:: The records ::

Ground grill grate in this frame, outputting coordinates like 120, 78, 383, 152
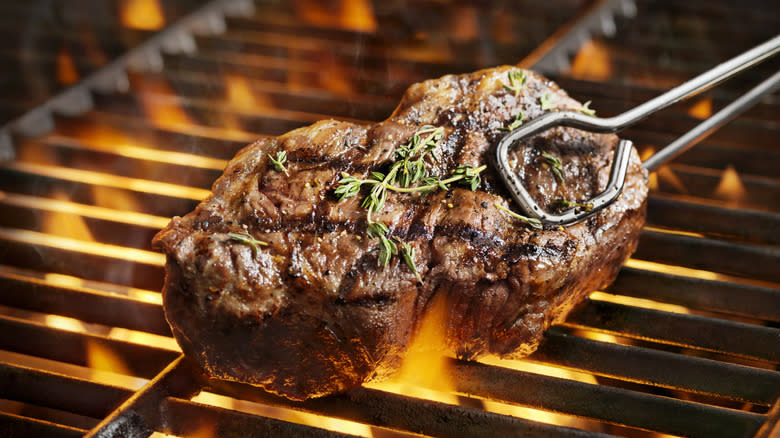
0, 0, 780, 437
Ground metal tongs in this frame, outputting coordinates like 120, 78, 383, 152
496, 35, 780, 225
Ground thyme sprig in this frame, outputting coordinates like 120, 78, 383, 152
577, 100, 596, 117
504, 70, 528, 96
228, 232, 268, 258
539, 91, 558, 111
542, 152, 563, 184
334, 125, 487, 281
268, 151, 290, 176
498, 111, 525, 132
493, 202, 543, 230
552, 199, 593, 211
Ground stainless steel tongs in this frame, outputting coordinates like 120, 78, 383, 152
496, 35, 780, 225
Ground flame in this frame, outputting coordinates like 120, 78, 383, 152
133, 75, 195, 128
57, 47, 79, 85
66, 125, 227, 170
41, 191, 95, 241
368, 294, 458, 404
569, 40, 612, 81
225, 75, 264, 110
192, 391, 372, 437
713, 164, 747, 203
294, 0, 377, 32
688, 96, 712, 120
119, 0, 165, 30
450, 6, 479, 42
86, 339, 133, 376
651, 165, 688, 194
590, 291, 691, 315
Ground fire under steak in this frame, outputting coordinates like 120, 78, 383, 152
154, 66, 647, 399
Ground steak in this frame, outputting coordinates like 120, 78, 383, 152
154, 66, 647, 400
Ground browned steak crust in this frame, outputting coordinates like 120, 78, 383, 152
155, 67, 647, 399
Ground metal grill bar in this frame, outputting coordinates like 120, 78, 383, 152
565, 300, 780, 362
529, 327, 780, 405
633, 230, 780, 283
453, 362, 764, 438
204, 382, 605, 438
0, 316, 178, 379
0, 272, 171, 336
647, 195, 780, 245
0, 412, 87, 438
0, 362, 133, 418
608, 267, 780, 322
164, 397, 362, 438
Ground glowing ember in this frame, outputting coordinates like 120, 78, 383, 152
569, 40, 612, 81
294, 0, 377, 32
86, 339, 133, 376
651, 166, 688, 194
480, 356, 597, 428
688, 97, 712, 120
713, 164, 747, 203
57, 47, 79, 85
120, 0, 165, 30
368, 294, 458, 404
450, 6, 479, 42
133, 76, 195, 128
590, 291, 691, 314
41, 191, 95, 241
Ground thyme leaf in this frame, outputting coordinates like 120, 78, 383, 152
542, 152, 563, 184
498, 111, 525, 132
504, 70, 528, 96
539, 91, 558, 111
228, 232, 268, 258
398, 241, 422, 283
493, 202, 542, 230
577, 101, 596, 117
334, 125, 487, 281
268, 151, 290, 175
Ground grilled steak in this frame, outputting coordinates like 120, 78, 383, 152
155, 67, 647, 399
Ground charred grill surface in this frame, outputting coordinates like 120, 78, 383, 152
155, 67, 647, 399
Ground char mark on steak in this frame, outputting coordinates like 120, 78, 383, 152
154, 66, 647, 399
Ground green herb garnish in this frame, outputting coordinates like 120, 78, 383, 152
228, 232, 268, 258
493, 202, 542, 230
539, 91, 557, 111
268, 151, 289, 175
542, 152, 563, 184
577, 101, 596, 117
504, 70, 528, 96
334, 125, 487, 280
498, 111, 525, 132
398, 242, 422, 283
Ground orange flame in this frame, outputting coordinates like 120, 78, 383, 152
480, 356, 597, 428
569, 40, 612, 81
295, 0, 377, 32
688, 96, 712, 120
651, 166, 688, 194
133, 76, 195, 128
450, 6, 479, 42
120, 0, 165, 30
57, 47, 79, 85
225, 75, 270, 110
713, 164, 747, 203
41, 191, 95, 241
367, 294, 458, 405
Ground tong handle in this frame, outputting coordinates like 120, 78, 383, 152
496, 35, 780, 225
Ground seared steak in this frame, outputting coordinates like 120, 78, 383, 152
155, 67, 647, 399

:::

**Your instructions:** Copy every line of the records above word for word, leaving out the picture.

**Written solution:**
Ground grill grate in this frame, outputting coordinates like 120, 78, 383, 152
0, 0, 780, 437
Ground metal tongs in this frame, outputting coordinates like 120, 78, 383, 152
496, 35, 780, 225
Ground thyme sprig in this frame, outputting coordinates like 120, 78, 383, 152
577, 100, 596, 117
504, 70, 528, 96
228, 232, 268, 258
539, 91, 558, 111
542, 152, 563, 184
334, 125, 487, 281
268, 151, 290, 176
498, 111, 525, 132
493, 202, 543, 230
552, 199, 593, 211
Ground stainless steel tongs in this frame, outputting coordinates like 120, 78, 383, 152
496, 35, 780, 225
Ground flame in this frame, outputting coordinates like 120, 78, 383, 152
133, 75, 195, 128
57, 47, 79, 85
66, 125, 227, 170
41, 191, 95, 241
368, 294, 458, 404
569, 40, 612, 81
225, 75, 264, 110
192, 391, 372, 437
713, 164, 747, 203
294, 0, 377, 32
688, 96, 712, 120
119, 0, 165, 30
450, 6, 479, 42
86, 339, 133, 376
651, 165, 688, 194
590, 291, 691, 315
Ground fire under steak in this frame, outputting coordinates like 120, 78, 383, 152
154, 66, 647, 399
Ground steak in this frame, outputting coordinates like 120, 78, 383, 152
154, 66, 647, 400
Ground browned steak crust in this frame, outputting coordinates like 120, 78, 383, 152
155, 67, 647, 399
Ground metal grill bar in this frame, outputting coordinates like 120, 78, 383, 152
565, 300, 780, 362
529, 327, 780, 405
633, 230, 780, 283
453, 362, 764, 438
204, 382, 605, 438
0, 316, 178, 379
0, 272, 171, 336
647, 195, 780, 245
0, 412, 87, 438
0, 362, 133, 418
608, 267, 780, 322
164, 397, 362, 438
Ground glowing ember in this frame, outputting coordinates like 120, 78, 383, 152
569, 40, 612, 81
294, 0, 377, 32
86, 339, 133, 376
651, 166, 688, 194
480, 356, 597, 428
688, 97, 712, 120
713, 164, 747, 203
57, 47, 79, 85
120, 0, 165, 30
368, 294, 458, 404
450, 6, 479, 42
133, 76, 195, 128
590, 291, 691, 314
41, 191, 95, 241
Ground thyme leaf in this frame, outputting coordinates like 120, 78, 383, 152
542, 152, 563, 184
498, 111, 525, 132
504, 70, 528, 96
539, 91, 558, 111
228, 232, 268, 258
398, 241, 422, 283
493, 202, 542, 230
577, 101, 596, 117
334, 125, 487, 281
268, 151, 290, 175
Ground grilled steak in this frame, outputting coordinates like 120, 78, 383, 152
155, 67, 647, 399
Ground charred grill surface in this frame, outputting coordinates like 120, 78, 383, 152
155, 67, 647, 399
Ground char mark on steak in this frame, outputting coordinates like 120, 78, 383, 152
154, 66, 647, 399
Ground green herb garnish in this frame, outputting coordinates like 120, 78, 383, 152
228, 232, 268, 258
493, 202, 542, 230
539, 91, 557, 111
268, 151, 289, 175
542, 152, 563, 184
577, 101, 596, 117
504, 70, 528, 96
334, 125, 487, 280
498, 111, 525, 132
398, 242, 422, 283
Ground orange flame in this frame, outputting coordinates like 120, 78, 383, 152
480, 356, 597, 428
569, 40, 612, 81
295, 0, 377, 32
688, 96, 712, 120
651, 166, 688, 194
133, 76, 195, 128
450, 6, 479, 42
120, 0, 165, 30
57, 47, 79, 85
225, 75, 270, 110
713, 164, 747, 203
41, 191, 95, 241
367, 294, 458, 405
Ground tong handle in this frame, outputting coordinates like 120, 78, 383, 152
496, 35, 780, 225
Ground seared steak in this frame, outputting coordinates like 120, 78, 383, 152
155, 67, 647, 399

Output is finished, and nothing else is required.